Assigned task. Only a number is expected: how many lines in these records mention the word "strawberry"?

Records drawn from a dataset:
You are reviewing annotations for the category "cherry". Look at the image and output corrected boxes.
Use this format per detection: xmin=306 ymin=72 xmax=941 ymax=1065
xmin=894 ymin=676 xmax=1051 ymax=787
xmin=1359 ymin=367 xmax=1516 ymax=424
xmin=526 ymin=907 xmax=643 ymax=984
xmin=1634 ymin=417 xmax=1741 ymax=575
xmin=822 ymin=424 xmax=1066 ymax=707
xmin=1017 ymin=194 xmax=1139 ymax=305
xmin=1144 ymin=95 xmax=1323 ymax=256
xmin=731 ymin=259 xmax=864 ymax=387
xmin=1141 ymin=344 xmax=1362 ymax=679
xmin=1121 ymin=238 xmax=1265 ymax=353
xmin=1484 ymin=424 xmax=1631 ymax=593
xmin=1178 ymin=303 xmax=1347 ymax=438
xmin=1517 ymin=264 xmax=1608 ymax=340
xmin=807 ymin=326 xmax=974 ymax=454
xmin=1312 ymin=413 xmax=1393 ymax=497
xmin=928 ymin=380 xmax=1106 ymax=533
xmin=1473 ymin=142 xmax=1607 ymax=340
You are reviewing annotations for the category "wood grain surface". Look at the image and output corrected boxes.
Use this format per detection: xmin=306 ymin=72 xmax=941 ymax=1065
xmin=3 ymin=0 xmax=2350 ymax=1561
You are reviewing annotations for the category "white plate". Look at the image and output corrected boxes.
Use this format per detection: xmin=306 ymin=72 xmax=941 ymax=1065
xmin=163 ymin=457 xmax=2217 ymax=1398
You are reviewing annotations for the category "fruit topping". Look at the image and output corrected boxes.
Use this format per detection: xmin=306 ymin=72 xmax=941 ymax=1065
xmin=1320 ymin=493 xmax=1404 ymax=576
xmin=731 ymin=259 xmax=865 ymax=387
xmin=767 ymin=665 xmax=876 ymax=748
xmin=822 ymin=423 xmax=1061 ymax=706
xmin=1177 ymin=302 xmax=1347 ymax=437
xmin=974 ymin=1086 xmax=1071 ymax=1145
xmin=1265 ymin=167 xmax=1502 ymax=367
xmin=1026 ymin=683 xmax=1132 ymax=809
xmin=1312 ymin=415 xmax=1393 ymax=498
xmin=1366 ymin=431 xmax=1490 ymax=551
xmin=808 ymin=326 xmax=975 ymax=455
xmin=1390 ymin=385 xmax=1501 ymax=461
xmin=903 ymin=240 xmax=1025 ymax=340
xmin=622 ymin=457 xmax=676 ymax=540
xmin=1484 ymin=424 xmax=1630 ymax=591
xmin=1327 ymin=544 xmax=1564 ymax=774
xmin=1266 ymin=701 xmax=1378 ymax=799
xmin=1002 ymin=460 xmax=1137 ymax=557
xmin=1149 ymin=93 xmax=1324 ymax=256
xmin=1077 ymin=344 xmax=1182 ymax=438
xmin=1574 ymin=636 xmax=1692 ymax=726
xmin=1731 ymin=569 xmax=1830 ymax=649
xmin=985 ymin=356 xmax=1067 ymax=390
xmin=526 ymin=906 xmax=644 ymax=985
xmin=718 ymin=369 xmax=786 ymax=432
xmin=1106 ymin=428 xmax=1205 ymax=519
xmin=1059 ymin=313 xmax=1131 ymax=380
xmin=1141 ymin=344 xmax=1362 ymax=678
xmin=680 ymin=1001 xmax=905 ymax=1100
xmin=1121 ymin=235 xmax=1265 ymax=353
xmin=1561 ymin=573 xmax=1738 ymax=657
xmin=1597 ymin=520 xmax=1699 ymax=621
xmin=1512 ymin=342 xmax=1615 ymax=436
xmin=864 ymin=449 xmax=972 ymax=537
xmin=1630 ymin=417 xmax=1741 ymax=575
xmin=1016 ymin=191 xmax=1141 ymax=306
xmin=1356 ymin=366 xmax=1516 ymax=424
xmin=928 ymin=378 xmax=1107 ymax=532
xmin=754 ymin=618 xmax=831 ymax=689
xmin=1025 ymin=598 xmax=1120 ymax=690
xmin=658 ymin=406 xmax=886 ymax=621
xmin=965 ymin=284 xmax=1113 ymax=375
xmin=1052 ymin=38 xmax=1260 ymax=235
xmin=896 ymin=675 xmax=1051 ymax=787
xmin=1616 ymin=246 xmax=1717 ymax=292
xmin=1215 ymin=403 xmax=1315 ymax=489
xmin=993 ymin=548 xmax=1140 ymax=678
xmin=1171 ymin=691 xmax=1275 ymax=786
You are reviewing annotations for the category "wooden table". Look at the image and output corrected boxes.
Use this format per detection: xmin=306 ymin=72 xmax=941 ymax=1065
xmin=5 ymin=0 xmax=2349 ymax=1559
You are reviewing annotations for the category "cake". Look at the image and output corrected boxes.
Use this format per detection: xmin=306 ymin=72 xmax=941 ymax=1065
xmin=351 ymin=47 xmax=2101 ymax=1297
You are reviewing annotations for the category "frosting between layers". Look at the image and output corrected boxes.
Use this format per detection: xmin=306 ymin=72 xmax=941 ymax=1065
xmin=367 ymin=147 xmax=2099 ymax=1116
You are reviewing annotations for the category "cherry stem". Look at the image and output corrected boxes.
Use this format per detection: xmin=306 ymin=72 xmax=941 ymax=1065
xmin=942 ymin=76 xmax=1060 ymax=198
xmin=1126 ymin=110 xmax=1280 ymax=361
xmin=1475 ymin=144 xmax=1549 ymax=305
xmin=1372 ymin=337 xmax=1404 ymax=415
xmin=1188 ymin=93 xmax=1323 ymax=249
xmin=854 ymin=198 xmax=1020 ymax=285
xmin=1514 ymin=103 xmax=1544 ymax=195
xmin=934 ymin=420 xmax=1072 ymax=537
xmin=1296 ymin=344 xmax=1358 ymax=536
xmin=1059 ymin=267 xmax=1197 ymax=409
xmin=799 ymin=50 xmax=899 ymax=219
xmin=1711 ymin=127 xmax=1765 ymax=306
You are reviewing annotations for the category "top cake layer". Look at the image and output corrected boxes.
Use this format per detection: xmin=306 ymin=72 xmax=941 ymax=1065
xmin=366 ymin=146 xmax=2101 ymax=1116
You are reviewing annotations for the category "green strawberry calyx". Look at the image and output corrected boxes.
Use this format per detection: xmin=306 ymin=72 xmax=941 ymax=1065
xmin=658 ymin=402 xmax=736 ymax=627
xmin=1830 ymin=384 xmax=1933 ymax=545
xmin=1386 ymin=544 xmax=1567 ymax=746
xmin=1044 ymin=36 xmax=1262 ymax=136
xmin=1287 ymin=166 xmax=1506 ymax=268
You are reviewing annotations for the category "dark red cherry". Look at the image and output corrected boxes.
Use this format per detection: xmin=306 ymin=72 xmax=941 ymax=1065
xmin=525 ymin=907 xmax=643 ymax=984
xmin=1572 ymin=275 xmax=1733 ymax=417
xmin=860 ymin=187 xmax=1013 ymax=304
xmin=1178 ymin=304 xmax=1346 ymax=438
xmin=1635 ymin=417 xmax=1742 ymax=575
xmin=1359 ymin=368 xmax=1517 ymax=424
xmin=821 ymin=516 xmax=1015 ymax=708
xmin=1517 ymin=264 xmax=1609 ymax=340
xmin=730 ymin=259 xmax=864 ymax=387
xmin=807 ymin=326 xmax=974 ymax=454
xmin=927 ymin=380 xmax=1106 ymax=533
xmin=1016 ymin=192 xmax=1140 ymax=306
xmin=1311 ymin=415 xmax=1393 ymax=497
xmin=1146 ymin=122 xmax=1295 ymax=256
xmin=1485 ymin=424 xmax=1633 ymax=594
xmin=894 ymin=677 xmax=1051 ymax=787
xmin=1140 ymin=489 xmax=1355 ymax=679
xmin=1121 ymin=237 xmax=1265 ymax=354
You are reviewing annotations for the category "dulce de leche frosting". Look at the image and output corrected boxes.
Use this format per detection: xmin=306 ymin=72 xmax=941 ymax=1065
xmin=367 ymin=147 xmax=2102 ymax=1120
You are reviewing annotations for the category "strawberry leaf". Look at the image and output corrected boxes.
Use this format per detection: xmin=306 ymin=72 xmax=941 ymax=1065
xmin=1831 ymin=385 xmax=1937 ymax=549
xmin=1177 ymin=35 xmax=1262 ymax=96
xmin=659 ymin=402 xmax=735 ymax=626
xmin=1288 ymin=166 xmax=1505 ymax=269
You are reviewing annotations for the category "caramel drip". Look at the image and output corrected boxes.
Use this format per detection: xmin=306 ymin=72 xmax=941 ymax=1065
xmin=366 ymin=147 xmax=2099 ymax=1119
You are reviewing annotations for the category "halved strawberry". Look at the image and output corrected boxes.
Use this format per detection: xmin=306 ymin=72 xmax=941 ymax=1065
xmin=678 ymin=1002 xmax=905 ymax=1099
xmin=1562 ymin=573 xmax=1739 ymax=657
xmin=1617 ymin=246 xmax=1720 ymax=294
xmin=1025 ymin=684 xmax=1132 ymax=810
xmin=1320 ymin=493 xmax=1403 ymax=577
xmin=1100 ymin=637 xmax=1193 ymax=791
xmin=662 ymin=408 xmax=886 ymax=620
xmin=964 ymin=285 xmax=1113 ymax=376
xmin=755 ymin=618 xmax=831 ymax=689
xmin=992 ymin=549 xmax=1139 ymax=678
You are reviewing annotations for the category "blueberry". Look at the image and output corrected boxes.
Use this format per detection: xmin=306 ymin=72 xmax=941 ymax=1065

Expected answer. 3